Extrait du document ::
<<<<
Deux histoires disjointes : d'une part le couronnement de Nora Cotterelle, qui
s'apprête à se marier, et d'autre part la déchéance d'Ismaël Vuillard, interné
par erreur dans un asile psychiatrique et sur le point d'en sortir en piètre état.
Ces deux intrigues se rejoignent quand Nora propose à Ismaël l'adoption de
son fils Elias..

Desplechin confirme son talent de cinéaste mondial et compte déjà parmi les
grands. Rois et reine s'inscrit dans la faconde des films propres à Arnaud. Le
caractère volubile, tantôt grave, tantôt drôle, de ses dialogues se vit dans un
mouvement qui se renvoie la balle constament. Il est le reflet aussi des 2
caractères,celui de Nora, froide et soucieuse et celui d'Ismael, exhubérant et
communicatif. Mais il serait vain d'essayer d'enfermer ses 2 personnes dans 2
malheureux adjectifs car comme dans tous les films de Desplechin, la réalité
se noit dans la complexité. On trouve rarement un point d'équilibre entre ce
que les personnages vivent avec les autres et avec eux mêmes, toujours à
reprocher et à se reprocher.
>>>>
Données enregistrées ::
<<<<
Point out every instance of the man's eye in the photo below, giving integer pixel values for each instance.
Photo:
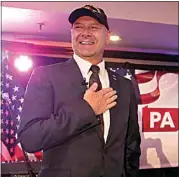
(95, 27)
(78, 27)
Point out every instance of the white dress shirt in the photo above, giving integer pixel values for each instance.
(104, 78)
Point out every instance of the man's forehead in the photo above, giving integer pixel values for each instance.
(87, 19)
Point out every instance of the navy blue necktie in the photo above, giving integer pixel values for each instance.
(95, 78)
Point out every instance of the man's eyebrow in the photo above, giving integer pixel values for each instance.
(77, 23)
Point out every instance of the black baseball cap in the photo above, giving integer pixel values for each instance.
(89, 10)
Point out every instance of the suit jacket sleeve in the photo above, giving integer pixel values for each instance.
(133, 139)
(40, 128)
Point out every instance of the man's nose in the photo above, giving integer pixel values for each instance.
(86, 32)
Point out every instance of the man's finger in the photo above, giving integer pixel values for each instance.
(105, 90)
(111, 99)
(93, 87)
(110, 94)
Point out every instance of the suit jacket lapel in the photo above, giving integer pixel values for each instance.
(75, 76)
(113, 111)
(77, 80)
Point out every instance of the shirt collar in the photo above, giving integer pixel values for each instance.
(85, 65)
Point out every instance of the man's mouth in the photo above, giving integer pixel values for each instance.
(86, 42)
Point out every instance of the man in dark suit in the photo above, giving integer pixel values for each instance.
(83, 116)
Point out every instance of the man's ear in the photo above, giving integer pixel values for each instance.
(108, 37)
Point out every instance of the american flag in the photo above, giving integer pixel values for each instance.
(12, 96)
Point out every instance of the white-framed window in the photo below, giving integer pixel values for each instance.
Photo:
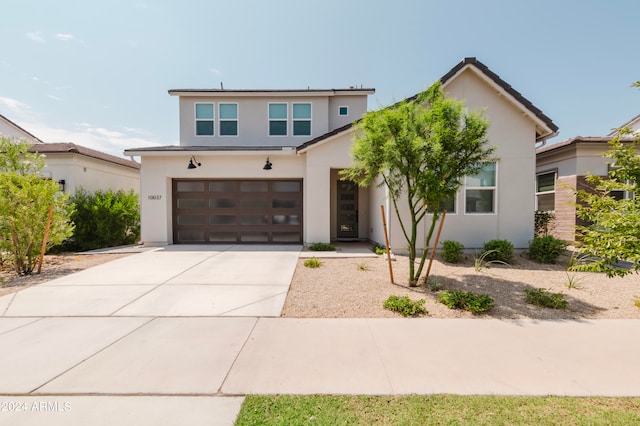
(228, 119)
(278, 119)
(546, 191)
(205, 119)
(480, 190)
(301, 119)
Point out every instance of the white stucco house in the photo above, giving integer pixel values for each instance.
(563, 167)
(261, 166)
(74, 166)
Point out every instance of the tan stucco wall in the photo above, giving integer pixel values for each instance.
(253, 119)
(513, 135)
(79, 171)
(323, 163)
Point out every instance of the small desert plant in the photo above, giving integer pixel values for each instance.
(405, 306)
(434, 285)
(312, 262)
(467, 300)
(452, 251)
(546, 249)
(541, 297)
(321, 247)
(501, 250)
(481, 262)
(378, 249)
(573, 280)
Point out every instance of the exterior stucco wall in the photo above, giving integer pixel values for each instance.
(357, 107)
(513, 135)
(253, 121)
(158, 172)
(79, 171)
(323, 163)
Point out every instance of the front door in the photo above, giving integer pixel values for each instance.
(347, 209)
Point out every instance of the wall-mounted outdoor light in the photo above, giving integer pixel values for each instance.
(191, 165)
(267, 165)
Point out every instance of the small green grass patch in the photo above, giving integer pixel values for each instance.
>>>>
<<<<
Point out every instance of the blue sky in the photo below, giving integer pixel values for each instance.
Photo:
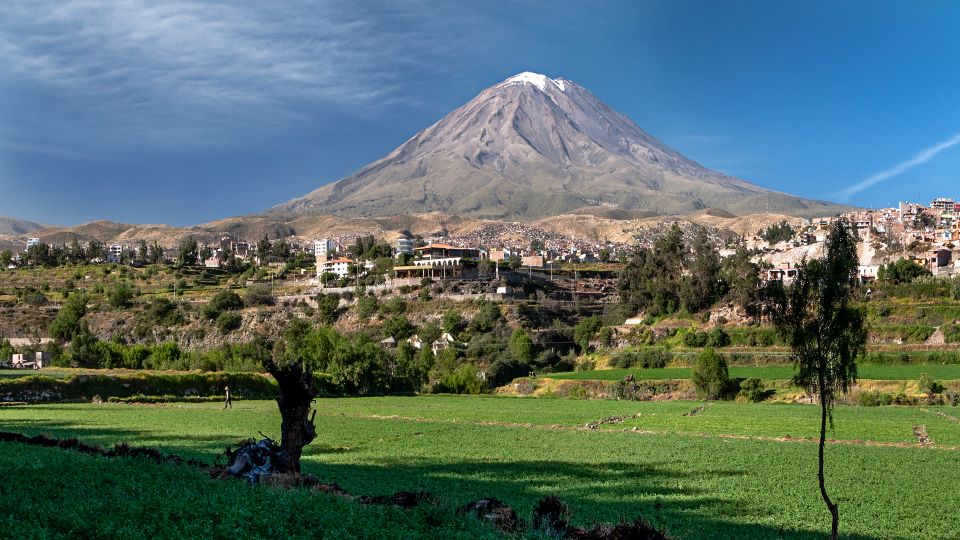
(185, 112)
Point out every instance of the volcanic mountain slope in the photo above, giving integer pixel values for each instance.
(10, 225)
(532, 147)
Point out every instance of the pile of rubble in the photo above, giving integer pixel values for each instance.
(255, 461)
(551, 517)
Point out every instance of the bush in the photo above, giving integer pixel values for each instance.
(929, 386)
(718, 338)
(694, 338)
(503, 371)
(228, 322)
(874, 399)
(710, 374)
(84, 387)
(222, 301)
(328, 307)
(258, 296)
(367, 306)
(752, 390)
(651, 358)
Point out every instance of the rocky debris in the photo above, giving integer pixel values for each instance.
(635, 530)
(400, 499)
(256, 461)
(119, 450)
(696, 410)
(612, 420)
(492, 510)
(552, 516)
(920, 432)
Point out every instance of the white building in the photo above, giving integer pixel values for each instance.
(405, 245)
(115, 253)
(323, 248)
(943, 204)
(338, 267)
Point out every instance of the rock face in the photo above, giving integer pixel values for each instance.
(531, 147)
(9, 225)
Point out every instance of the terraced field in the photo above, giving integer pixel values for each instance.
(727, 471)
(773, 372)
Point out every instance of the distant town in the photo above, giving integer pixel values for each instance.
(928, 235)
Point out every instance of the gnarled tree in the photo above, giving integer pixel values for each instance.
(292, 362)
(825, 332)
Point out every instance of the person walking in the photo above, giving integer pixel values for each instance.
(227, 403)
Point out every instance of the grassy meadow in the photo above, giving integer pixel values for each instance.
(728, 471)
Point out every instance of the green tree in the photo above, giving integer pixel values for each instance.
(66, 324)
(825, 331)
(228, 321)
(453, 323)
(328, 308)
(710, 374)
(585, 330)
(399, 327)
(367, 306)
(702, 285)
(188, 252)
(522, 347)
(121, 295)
>>>>
Consignes de la tâche ::
Répondez aux questions suivantes en vous appuyant sur la critique de Rois et reine placée plus haut.
1. Dans quel établissement Ismaël Vuillard a-t-il été interné par erreur ?
2. Que propose Nora à Ismaël ?
3. Par quels deux adjectifs la critique qualifie-t-elle le caractère de Nora ?

Résultat obtenu ::
1. Dans un asile psychiatrique.
2. L'adoption de son fils Elias.
3. Froide et soucieuse.